┌─ Passage to read

The most important finding from our analysis is the potential importance of the donor specimens and the possibility that a field effect exists around prostate tumors, resulting in significant molecular changes in histologically normal appearing tissue adjacent to prostate cancer. Significantly, evidence for such malignancy associated changes have been presented in other organs such as the cervix, bladder and breast [3133]

Furthermore, a variety of methods such as chromosomal analysis [13], SAGE [14], ploidy analysis [15, 16] have shown molecular abnormalities in normal appearing prostate adjacent to tumor. Image analysis has also been employed to identify consistent changes in "normal appearing" prostate tissue adjacent to tumor [17, 18]. In one study cases of prostatic adenocarcinoma was consistently detected by examining histologically normal tissue using high-resolution image cytometry [18], and in another, combined highly sensitive and discriminating Fourier transform-infrared spectroscopy with statistical analysis was used to detect damaged DNA in normal appearing prostate tissue adjacent to cancer [34].

In expression analysis, while most published prostate studies have used adjacent normals as the baseline tissue, Dhansekaran [23], used both commercially available pooled donor normal tissue and adjacent normal tissue and noted differences in expression profile between the two specimen types. Genes that were differentially expressed in adjacent normals when compared to the pooled donor normals included signal transducers and transcription factors; and expression of these genes in adjacent normals was attributed to a field effect around tumors. Similarly, Yu [12] have noted dysregulation of selected genes in both adjacent normals and tumors when compared to donors. Prakash [27], found that gene expression in asymptomatic benign prostatic hyperplasia adjacent to tumors was different from asymptomatic BPH or symptomatic BPH not associated with tumors. The unique expression signature of BPH next to tumors included fos, jun, immediate early genes and this list was remarkably similar to the most up-regulated genes in the adjacent normals tissue in our study (see adjacent normal v donor, additional file 1).

└─

What you are asked to do: Please carry on the passage about molecular changes in normal-appearing tissue next to prostate tumors, starting right after its last sentence.

┌─ Dataset

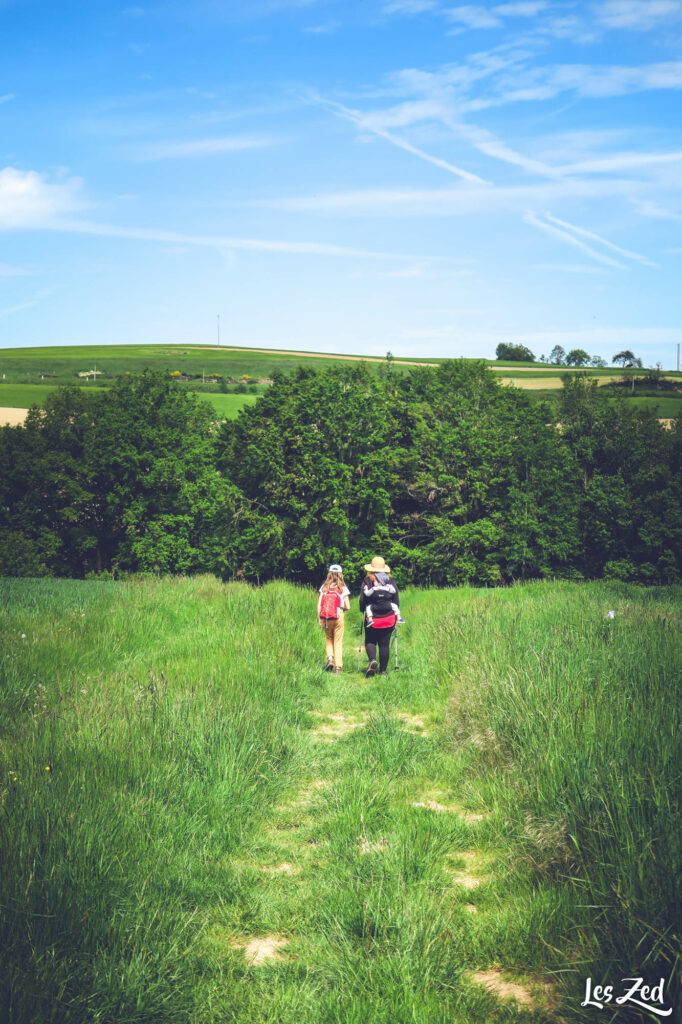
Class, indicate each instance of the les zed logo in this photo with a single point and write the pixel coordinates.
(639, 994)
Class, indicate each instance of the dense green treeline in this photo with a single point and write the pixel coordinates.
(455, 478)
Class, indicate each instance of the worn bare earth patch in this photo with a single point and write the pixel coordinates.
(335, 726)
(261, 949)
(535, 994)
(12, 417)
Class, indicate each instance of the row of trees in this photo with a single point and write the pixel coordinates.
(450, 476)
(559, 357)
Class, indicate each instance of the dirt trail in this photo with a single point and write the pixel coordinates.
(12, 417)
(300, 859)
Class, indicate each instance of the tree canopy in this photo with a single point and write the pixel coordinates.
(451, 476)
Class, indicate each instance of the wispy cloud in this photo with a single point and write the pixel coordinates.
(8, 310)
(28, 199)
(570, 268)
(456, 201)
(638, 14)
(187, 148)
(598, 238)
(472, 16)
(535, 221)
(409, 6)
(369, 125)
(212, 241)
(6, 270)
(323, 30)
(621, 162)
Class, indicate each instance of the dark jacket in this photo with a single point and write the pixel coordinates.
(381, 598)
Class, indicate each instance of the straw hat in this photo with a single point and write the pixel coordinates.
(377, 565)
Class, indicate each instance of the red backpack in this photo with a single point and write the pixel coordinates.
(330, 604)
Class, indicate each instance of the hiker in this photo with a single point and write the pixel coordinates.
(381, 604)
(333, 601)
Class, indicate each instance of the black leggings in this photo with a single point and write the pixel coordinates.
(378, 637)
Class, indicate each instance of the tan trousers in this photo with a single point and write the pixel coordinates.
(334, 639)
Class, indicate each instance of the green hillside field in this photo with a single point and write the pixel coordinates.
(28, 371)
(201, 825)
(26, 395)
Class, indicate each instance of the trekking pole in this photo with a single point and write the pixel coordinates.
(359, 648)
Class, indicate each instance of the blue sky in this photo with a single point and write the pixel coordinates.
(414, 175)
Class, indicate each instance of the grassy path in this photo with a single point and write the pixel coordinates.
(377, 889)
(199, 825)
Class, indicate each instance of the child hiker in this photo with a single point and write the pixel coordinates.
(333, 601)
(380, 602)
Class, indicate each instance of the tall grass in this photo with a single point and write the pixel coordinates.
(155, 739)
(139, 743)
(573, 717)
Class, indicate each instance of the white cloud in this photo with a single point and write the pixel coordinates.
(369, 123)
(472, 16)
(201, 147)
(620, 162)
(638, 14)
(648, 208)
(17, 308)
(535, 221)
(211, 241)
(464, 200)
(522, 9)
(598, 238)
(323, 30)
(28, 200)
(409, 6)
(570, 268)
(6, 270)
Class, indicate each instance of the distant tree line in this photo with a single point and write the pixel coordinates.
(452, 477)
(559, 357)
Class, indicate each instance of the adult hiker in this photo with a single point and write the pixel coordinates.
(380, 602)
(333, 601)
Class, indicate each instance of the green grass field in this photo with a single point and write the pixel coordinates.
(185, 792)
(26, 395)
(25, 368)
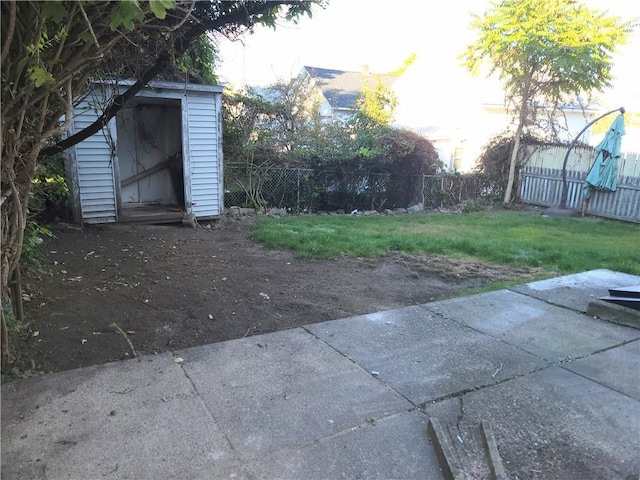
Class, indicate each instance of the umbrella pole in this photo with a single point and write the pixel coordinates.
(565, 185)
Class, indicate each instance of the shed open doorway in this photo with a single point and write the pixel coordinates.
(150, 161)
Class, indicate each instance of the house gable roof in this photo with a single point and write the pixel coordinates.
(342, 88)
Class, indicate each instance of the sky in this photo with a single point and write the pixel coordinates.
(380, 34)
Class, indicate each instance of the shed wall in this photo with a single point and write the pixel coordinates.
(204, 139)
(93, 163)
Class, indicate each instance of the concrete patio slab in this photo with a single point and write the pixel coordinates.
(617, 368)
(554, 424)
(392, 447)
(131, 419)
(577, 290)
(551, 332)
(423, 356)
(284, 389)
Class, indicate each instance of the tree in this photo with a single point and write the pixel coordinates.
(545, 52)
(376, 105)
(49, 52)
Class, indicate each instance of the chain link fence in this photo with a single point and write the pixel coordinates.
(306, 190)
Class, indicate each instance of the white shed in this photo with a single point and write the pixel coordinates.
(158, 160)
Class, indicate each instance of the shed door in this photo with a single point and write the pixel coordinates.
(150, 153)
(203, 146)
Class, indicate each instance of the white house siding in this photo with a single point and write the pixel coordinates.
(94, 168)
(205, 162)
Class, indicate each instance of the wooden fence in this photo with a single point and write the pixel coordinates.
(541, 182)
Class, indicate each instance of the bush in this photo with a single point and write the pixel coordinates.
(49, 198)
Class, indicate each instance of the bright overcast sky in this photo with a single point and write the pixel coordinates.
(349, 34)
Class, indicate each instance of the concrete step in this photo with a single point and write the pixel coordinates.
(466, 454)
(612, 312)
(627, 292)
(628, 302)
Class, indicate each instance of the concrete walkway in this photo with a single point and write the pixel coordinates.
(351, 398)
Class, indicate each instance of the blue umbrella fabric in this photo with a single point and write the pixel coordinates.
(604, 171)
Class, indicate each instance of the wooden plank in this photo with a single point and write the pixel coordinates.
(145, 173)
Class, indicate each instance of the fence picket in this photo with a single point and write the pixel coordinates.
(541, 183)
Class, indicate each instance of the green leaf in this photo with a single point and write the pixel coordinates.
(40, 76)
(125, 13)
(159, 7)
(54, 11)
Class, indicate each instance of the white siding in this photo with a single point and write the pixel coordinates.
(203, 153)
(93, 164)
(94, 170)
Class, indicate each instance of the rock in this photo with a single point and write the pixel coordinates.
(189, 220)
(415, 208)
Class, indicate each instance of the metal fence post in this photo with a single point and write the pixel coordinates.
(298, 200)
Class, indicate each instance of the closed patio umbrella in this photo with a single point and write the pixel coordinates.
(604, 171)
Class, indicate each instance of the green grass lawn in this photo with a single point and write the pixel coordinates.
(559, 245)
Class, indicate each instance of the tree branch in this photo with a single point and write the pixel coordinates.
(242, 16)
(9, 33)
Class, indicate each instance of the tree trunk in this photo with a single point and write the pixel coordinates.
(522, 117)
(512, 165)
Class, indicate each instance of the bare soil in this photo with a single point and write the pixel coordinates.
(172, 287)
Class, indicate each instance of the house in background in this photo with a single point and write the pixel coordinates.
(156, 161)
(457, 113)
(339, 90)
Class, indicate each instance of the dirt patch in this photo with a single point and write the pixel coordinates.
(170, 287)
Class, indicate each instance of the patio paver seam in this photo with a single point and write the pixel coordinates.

└─
┌─ Dataset

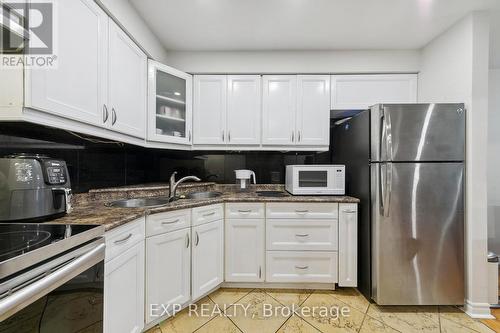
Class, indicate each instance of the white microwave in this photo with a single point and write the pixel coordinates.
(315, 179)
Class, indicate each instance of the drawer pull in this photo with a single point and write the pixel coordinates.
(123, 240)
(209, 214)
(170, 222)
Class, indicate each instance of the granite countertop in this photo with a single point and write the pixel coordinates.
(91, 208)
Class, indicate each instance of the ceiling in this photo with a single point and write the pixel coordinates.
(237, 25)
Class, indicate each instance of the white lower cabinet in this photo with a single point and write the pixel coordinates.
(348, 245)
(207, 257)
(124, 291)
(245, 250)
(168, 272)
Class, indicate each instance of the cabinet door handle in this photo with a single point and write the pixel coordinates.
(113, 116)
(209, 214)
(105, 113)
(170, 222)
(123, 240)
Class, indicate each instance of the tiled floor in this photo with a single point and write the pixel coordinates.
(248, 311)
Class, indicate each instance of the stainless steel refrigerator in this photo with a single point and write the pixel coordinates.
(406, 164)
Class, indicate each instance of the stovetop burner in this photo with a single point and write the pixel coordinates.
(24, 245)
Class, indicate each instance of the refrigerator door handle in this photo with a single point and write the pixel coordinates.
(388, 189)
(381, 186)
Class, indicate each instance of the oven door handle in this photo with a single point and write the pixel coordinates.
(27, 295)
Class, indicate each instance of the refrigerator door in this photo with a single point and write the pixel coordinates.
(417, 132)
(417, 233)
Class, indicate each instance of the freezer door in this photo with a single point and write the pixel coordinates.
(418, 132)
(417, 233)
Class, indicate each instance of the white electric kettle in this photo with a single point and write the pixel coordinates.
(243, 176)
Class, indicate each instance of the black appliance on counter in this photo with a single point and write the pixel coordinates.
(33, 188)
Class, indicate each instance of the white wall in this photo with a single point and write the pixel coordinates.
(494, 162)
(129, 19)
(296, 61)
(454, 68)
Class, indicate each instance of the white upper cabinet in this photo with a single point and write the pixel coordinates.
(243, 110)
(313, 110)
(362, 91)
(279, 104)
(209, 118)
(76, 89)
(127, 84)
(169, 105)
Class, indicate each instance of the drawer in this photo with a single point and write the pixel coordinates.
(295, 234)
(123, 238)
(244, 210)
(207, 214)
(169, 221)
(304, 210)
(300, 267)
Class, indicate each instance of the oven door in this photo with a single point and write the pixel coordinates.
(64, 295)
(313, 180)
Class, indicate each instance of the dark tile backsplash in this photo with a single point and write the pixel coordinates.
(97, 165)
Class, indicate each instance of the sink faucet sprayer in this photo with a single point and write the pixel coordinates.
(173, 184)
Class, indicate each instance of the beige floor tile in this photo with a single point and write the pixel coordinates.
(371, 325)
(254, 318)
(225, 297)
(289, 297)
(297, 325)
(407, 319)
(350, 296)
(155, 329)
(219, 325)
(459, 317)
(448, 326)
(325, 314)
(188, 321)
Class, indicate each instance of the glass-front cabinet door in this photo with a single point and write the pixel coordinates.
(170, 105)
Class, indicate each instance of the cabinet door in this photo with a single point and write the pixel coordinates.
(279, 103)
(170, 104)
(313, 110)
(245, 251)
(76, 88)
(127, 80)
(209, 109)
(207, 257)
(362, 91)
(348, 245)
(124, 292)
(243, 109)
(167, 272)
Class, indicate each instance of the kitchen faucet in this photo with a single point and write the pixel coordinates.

└─
┌─ Dataset

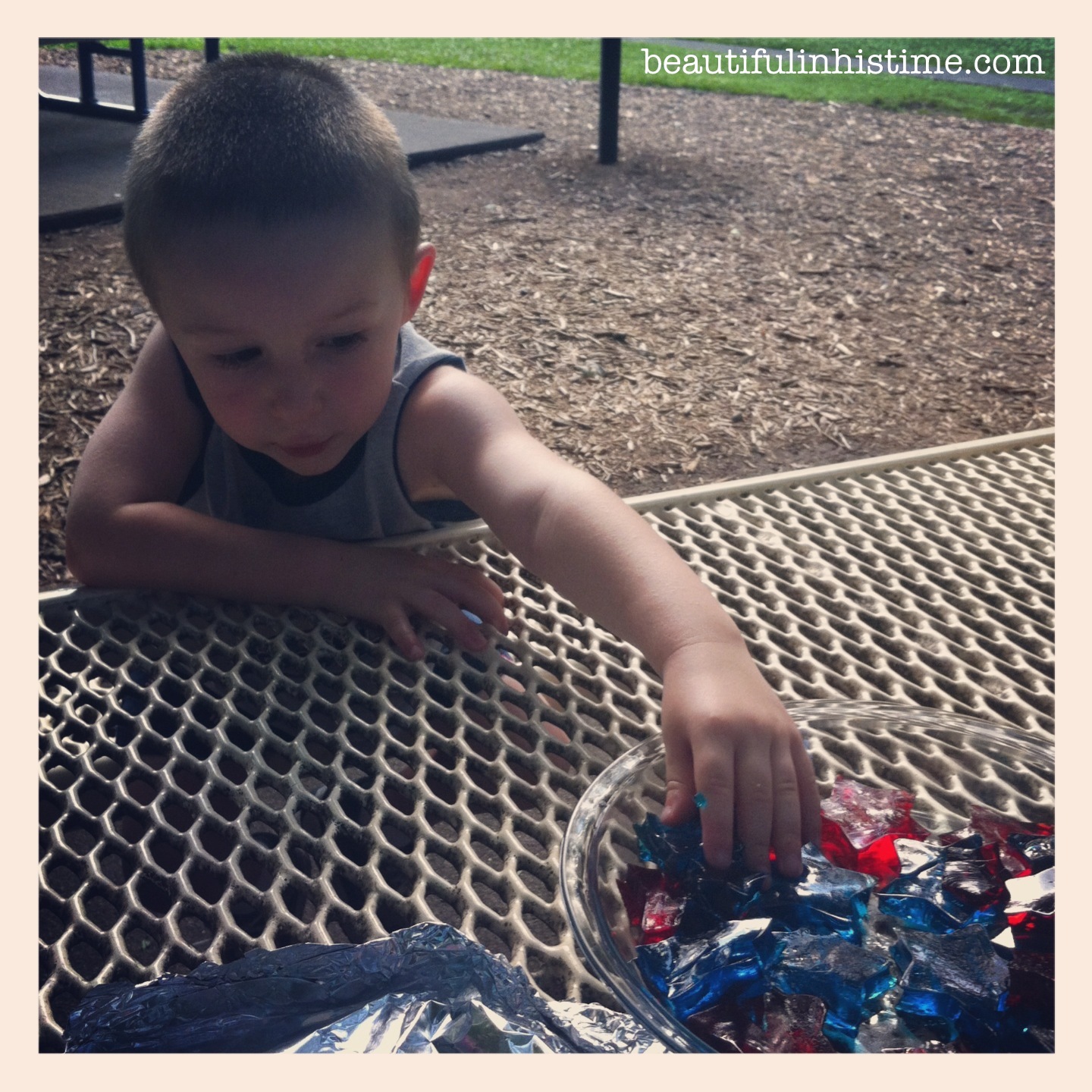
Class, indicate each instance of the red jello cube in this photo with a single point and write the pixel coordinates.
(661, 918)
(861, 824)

└─

Result of this exercise:
Finally, within archives of the University of Pittsburgh Pathology Tissue Bank, there was a donor prostate, which was found to harbor prostate cancer. When run on the Affymetrix arrays, the tumor classified with the tumors samples rather than the donor samples. Although this is clearly no more than an anecdotal event, it is an interesting finding.

Though microarray technology represents a major advance and provides a powerful tool for high-throughput expression analysis, the most effective use of this technology requires careful consideration of baseline normal tissue. Our results here emphasize the need for careful examination of what constitutes normal tissue and the importance of future studies to fully characterize normal appearing tissue adjacent to prostate cancers.


Prostate tumor tissue, histologically normal tissue adjacent to tumors and donor normal prostate tissue exhibit unique gene expression profiles with tumor and adjacent normal profiles more similar to each other than to the donors. These results suggest that normal appearing tissue around prostate tumors may also be undergoing tumor related changes and that careful characterization of these different tissues is necessary to understand molecular changes in leading up to prostate cancer.